Please output everything from the line containing "indicate the striped" down to the line containing "column 522, row 250", exactly as those lines read.

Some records
────────────────

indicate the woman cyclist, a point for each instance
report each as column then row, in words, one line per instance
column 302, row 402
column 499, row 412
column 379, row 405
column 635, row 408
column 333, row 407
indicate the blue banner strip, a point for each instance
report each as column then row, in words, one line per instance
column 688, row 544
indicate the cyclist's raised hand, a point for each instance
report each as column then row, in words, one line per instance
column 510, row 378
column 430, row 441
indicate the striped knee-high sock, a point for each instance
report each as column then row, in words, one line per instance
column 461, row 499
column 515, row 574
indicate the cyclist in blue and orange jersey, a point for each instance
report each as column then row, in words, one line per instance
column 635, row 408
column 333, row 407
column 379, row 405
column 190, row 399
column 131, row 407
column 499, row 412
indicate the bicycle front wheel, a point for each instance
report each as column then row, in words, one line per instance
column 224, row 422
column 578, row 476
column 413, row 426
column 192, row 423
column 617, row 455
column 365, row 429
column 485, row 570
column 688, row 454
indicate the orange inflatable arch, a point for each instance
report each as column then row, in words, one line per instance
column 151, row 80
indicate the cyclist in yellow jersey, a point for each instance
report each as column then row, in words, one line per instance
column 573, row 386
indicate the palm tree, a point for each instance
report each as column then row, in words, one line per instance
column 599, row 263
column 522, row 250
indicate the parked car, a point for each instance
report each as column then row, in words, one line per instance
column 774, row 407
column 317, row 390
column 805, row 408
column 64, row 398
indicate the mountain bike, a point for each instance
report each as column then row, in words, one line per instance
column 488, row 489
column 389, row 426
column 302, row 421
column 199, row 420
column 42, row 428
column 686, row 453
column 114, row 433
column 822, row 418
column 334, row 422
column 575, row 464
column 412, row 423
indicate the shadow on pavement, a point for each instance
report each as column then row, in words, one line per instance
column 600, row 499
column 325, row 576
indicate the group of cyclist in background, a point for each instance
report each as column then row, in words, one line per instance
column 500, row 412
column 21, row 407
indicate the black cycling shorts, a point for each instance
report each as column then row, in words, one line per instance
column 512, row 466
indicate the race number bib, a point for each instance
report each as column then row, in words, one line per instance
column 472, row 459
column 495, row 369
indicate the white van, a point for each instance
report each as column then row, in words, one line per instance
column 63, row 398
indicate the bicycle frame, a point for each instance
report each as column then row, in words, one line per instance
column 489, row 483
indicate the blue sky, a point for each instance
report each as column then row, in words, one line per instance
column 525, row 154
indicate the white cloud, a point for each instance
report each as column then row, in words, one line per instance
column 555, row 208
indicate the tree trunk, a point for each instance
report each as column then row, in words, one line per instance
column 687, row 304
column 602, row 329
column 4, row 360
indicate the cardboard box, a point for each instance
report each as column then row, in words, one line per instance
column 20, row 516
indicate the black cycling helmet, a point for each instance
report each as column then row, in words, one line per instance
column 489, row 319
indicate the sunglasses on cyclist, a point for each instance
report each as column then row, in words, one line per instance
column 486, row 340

────────────────

*RESULT FOR THIS EXERCISE:*
indicate the striped knee-high sock, a point for each instance
report each as column then row, in words, one line per instance
column 461, row 499
column 515, row 574
indicate the cyclist in blue and orange jersey, a point for each instance
report each as column then row, in words, one line per instance
column 635, row 408
column 333, row 407
column 379, row 405
column 190, row 399
column 131, row 407
column 499, row 412
indicate the bicycle front wheel, a point for each instance
report each as column then row, in words, one line per instance
column 224, row 422
column 578, row 476
column 413, row 426
column 192, row 423
column 617, row 455
column 365, row 429
column 485, row 570
column 688, row 454
indicate the orange inflatable arch, a point for each instance
report each as column then row, in words, one line per instance
column 151, row 80
indicate the cyclist in yellow jersey, a point for each instance
report each as column then row, in words, one line per instance
column 573, row 386
indicate the palm tree, a point for each instance
report each as column then row, in words, one line per instance
column 599, row 263
column 522, row 250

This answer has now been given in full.